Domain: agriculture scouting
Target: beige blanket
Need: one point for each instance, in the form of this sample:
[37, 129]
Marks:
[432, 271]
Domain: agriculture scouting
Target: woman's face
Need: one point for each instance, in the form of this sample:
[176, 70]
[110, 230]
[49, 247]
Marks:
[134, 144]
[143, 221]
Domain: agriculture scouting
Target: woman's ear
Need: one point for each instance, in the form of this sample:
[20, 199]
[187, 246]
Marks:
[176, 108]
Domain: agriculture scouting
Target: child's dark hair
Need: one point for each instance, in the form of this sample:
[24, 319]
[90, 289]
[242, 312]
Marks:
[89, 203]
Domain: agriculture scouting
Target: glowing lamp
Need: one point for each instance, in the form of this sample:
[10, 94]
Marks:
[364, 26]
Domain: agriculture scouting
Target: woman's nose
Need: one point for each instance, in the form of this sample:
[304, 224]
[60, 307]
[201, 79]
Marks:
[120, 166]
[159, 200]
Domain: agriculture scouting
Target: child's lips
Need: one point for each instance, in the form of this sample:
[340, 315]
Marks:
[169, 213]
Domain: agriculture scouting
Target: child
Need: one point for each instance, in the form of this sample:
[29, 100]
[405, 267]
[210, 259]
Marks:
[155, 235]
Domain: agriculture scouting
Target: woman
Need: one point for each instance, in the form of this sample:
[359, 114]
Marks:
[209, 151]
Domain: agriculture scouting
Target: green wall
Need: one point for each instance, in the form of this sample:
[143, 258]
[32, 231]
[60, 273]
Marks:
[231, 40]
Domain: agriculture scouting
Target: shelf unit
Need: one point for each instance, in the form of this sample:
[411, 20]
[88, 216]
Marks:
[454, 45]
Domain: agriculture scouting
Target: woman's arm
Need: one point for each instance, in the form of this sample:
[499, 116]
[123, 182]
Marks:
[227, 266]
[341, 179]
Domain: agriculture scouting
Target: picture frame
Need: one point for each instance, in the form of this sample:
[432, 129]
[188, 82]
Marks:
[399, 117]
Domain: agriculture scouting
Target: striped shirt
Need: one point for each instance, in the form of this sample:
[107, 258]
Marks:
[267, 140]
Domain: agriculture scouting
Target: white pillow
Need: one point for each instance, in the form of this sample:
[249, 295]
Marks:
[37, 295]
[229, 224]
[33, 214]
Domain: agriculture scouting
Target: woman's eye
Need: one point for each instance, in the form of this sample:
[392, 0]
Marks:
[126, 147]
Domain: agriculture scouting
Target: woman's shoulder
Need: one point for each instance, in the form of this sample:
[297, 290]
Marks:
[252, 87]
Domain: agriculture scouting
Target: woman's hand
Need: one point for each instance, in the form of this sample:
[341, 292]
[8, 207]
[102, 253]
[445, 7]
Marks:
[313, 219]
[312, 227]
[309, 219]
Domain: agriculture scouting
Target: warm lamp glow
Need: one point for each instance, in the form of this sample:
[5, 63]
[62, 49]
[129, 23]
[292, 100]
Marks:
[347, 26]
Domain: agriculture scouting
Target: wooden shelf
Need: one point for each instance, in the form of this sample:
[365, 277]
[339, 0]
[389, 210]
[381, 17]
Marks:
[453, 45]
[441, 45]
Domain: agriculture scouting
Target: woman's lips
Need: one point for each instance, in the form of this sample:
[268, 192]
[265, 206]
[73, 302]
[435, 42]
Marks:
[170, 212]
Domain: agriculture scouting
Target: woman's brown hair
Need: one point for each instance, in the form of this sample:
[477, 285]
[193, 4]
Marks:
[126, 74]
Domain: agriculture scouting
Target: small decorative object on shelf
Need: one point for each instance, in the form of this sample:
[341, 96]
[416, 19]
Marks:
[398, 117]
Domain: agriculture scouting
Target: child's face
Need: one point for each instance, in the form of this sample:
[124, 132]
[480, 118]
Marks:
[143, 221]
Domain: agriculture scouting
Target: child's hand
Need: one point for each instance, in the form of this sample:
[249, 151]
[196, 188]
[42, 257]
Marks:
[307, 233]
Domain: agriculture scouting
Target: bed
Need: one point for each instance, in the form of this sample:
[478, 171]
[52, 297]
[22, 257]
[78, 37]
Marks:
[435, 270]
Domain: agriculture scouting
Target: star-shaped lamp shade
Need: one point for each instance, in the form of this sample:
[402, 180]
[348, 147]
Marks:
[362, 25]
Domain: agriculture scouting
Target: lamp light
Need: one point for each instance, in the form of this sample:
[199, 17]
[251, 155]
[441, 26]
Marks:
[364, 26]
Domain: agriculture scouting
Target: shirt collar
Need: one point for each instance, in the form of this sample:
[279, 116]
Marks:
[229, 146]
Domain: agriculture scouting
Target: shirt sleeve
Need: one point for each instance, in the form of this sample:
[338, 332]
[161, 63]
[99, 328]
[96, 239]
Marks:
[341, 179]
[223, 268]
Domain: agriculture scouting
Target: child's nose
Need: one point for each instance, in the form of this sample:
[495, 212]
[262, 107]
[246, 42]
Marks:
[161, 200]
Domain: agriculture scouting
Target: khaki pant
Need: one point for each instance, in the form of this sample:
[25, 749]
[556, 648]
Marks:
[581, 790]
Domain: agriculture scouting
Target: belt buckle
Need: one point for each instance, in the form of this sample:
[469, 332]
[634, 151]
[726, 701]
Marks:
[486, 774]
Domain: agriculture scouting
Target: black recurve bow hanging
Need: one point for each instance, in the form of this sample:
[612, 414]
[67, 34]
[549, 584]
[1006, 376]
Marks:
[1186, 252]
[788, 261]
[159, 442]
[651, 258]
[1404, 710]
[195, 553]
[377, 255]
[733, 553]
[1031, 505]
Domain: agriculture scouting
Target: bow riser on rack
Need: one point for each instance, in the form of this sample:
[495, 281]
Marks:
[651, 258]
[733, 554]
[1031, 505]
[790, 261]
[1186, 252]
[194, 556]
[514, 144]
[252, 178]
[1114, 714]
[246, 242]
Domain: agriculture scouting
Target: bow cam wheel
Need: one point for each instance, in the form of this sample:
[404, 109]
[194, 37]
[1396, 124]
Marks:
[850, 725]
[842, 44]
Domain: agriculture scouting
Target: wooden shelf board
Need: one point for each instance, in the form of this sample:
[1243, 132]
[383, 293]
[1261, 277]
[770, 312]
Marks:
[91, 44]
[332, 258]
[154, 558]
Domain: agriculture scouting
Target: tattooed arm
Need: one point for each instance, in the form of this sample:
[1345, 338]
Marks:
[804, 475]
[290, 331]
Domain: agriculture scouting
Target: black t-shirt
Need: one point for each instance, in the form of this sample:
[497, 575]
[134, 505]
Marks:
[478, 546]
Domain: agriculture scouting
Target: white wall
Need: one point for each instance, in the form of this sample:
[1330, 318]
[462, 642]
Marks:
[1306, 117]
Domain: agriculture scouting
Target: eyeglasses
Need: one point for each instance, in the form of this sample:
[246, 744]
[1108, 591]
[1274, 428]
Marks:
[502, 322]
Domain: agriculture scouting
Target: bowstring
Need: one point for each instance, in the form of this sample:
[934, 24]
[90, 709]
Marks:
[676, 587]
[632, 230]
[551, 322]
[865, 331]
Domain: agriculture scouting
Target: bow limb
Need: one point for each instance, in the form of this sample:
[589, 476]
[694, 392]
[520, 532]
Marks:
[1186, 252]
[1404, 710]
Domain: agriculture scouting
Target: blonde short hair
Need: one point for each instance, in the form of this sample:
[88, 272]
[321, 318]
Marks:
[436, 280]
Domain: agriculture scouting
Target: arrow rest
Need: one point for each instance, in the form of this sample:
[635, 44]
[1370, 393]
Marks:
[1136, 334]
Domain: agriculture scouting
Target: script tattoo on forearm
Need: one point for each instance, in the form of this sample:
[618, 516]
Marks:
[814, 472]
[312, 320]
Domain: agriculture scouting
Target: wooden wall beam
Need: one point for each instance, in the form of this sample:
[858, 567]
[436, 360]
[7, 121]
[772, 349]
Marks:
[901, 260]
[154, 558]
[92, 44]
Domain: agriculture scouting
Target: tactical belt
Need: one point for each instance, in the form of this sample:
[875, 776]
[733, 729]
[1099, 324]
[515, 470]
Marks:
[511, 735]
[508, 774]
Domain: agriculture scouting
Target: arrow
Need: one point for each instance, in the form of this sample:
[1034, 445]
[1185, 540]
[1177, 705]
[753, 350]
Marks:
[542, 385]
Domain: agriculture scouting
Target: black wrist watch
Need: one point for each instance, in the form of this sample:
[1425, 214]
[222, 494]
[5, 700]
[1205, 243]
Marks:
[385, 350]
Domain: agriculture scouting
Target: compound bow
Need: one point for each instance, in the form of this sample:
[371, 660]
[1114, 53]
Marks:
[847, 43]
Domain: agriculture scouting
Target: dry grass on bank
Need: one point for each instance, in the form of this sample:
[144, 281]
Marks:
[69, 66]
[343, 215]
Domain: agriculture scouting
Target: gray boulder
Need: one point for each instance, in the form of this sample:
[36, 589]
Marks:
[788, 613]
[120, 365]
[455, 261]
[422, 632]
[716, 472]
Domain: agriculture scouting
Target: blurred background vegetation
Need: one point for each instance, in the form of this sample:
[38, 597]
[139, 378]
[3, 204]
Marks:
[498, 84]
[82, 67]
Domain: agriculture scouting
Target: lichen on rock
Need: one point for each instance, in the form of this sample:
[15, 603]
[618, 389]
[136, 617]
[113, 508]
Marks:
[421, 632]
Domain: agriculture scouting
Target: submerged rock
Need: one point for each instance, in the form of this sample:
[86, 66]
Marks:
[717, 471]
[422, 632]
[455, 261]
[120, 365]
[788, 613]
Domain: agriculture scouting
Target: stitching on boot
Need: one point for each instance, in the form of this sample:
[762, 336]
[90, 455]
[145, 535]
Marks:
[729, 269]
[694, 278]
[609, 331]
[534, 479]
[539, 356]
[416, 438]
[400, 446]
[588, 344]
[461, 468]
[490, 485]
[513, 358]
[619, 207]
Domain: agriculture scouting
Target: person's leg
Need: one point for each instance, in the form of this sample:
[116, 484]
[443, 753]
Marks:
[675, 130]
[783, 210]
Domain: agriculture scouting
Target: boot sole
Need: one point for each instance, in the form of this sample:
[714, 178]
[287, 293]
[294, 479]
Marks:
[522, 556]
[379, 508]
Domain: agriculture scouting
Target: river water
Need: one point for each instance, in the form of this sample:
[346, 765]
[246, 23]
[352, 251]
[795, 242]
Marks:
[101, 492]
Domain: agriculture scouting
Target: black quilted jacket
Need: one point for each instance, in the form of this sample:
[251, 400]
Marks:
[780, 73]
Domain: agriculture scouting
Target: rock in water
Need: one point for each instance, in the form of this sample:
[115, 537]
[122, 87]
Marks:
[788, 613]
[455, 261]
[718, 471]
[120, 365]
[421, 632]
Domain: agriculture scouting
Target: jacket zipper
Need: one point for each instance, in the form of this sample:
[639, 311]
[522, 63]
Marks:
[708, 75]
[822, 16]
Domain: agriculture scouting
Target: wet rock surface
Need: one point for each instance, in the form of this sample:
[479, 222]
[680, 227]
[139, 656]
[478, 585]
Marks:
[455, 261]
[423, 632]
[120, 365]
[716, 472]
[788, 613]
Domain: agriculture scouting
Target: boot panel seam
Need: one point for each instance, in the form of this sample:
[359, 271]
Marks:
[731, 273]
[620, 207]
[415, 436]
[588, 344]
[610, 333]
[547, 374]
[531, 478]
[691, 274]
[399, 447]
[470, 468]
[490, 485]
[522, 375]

**Set problem**. Pull out every line of the data that contains the word "wooden", matching case exactly.

**Exercise result**.
Target: wooden shelf
Target: wooden shelf board
Target: wooden wall beam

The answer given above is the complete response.